> _TASK ITEM_: Would you repeat all of the records underneath, exactly as written?

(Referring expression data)
————

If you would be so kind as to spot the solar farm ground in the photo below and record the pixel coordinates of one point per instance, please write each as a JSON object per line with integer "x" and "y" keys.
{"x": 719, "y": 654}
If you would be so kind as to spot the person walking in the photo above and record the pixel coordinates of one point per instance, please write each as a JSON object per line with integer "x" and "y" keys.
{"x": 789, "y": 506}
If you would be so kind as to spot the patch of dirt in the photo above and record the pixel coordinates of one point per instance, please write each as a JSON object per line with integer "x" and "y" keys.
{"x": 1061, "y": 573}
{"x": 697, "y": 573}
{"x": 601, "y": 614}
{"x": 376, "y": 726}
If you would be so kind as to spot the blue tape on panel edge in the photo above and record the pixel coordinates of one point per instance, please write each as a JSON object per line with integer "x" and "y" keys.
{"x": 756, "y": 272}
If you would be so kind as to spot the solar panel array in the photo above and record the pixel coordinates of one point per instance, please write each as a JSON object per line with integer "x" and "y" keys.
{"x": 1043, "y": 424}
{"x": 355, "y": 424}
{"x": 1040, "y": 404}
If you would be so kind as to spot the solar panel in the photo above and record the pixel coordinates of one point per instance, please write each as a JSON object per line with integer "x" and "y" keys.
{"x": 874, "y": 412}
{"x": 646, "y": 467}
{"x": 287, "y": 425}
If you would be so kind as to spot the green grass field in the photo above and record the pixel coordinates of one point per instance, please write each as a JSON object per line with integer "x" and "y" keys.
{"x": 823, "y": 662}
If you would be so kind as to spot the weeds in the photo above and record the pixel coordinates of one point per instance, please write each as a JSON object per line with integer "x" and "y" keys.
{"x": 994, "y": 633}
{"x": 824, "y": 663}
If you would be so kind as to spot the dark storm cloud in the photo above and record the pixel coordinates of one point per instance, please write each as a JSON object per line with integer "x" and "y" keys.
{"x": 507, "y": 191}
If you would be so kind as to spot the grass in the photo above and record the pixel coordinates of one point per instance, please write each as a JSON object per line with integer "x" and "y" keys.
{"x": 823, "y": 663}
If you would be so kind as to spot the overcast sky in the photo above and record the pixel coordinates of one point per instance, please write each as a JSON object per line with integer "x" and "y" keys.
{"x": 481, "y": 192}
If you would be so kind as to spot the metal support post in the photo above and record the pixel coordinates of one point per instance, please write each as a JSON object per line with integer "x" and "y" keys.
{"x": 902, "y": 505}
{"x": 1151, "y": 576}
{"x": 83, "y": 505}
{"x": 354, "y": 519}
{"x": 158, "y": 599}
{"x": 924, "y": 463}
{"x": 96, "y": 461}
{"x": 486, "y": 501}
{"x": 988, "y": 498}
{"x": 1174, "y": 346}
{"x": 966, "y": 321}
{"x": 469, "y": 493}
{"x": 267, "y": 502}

————

> _EXERCISE ANSWER_:
If you would be so kind as to spot the solar farm ground in the photo below and record the pixel coordinates of one point per instance, please write each as a JSON object per line with integer "x" and "y" keys.
{"x": 719, "y": 654}
If you would be so kind as to spot the person walking in the photo above and record the pixel coordinates of one point per instance, please write each as a JSON object per line with integer "x" and "y" keys.
{"x": 789, "y": 506}
If you would be so kind as to spot the patch of dirt in the photo above and record the pixel coordinates of one point per instance, please write each as a JSON object per line with integer "x" and "y" keys.
{"x": 1061, "y": 573}
{"x": 697, "y": 573}
{"x": 601, "y": 614}
{"x": 376, "y": 726}
If you would be so kind as to spot the blue tape on panel edge in the photo above and record the pixel coordinates of one point per instance, please write each as a JSON object per line with integer "x" and "y" keys.
{"x": 756, "y": 272}
If you would be so kind as to spot the solar panel array in the photo above and record the pixel coordinates of one point per instance, please write each as a JSON object per line with integer "x" and "y" keys.
{"x": 1043, "y": 424}
{"x": 355, "y": 424}
{"x": 1040, "y": 404}
If you would be so kind as to spot the solar panel in the photo above and record the pixel coordinates of one point per instance, please write each as a JSON object per line with integer "x" and "y" keys.
{"x": 874, "y": 412}
{"x": 646, "y": 467}
{"x": 287, "y": 425}
If you would be so kind as to spot the green grass field in the photo above and record the pixel coordinates of one point per instance, please write each as a JSON object per line with integer "x" and "y" keys.
{"x": 823, "y": 662}
If you would be so kind as to spot the weeds in the photo above and record the pixel coordinates of one point per instance, please write each as a JSON object per line with integer "x" and "y" keys.
{"x": 994, "y": 633}
{"x": 824, "y": 663}
If you would be so kind as to spot the dark storm cloud in the photo above and record the pixel coordinates of one point per instance, please write each as a JSON object per line with integer "x" and "y" keys.
{"x": 507, "y": 191}
If you would be so kind as to spot the grass in the photo above and record the pixel coordinates of one point per instance, please write each as a JSON object per line with integer "x" and "y" keys.
{"x": 823, "y": 663}
If you would be so kind as to spot the overcast sky in the photo above and record the pixel coordinates of one point per instance, please write each as a JSON object per line with integer "x" and "y" keys.
{"x": 481, "y": 192}
If you would be so kind as to spot the metal support post in the photo above and record the pixel coordinates of one point per instance, please write each as a JSON object per line with integer "x" and "y" keys.
{"x": 902, "y": 505}
{"x": 1151, "y": 576}
{"x": 83, "y": 505}
{"x": 354, "y": 519}
{"x": 158, "y": 599}
{"x": 924, "y": 463}
{"x": 96, "y": 461}
{"x": 486, "y": 501}
{"x": 988, "y": 498}
{"x": 1174, "y": 346}
{"x": 966, "y": 321}
{"x": 469, "y": 493}
{"x": 267, "y": 502}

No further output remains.